- [RECORDS FOR THIS TASK]:
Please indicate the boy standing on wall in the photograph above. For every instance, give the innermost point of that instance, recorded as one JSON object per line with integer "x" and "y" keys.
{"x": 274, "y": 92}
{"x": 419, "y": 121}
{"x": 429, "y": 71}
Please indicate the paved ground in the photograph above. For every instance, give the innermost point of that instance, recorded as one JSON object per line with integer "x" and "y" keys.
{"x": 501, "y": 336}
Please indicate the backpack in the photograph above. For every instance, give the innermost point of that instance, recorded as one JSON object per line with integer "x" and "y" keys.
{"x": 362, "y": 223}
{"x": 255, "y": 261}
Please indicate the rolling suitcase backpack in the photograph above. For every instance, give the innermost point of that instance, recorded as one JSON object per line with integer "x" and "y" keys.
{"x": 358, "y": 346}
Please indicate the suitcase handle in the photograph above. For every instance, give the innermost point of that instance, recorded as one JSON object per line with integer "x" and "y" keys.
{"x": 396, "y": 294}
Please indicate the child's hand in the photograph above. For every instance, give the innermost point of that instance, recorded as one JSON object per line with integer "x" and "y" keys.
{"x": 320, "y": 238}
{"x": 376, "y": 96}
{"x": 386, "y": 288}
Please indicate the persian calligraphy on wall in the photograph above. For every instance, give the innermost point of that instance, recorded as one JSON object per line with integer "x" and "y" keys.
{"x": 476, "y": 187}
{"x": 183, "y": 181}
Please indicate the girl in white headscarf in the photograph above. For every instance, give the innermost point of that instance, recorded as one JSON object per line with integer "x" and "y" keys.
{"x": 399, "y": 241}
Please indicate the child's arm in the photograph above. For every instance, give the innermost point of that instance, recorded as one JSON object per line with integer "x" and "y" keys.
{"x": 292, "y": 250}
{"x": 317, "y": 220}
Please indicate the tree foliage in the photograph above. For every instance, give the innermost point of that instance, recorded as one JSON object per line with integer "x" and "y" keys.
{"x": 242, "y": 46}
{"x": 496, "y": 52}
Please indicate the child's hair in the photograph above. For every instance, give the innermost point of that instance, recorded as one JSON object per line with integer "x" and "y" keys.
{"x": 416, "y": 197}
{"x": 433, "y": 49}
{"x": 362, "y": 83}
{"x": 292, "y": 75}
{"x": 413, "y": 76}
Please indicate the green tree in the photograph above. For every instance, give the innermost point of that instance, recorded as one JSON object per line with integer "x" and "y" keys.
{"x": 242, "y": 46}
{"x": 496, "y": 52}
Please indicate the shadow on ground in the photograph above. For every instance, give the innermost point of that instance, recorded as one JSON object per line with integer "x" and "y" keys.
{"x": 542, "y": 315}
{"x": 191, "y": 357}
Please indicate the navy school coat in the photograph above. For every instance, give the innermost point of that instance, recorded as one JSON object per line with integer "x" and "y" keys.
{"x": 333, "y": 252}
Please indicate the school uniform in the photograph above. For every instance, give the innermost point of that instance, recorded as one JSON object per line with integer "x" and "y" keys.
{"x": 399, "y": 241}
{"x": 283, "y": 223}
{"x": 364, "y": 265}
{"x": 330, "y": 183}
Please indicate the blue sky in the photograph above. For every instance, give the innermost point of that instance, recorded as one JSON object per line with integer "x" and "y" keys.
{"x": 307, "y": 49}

- [WHAT THE TASK REQUIRES]: Reproduce the entries from the line containing "Please indicate the school" through the last line of the entries, renaming "blue sky" to "clear sky" and keeping everything else unchanged.

- [ANSWER TO THE EXERCISE]:
Please indicate the school uniform in the photograph above. For every instance, give the innermost point of that instance, recorded as one JSON object per line with integer "x" and "y" keys.
{"x": 399, "y": 241}
{"x": 283, "y": 223}
{"x": 364, "y": 265}
{"x": 330, "y": 183}
Please indicate the clear sky in the photograph above. For every instance, give the innermost point of that instance, recorded as one JSON object per line with integer "x" and "y" keys.
{"x": 307, "y": 49}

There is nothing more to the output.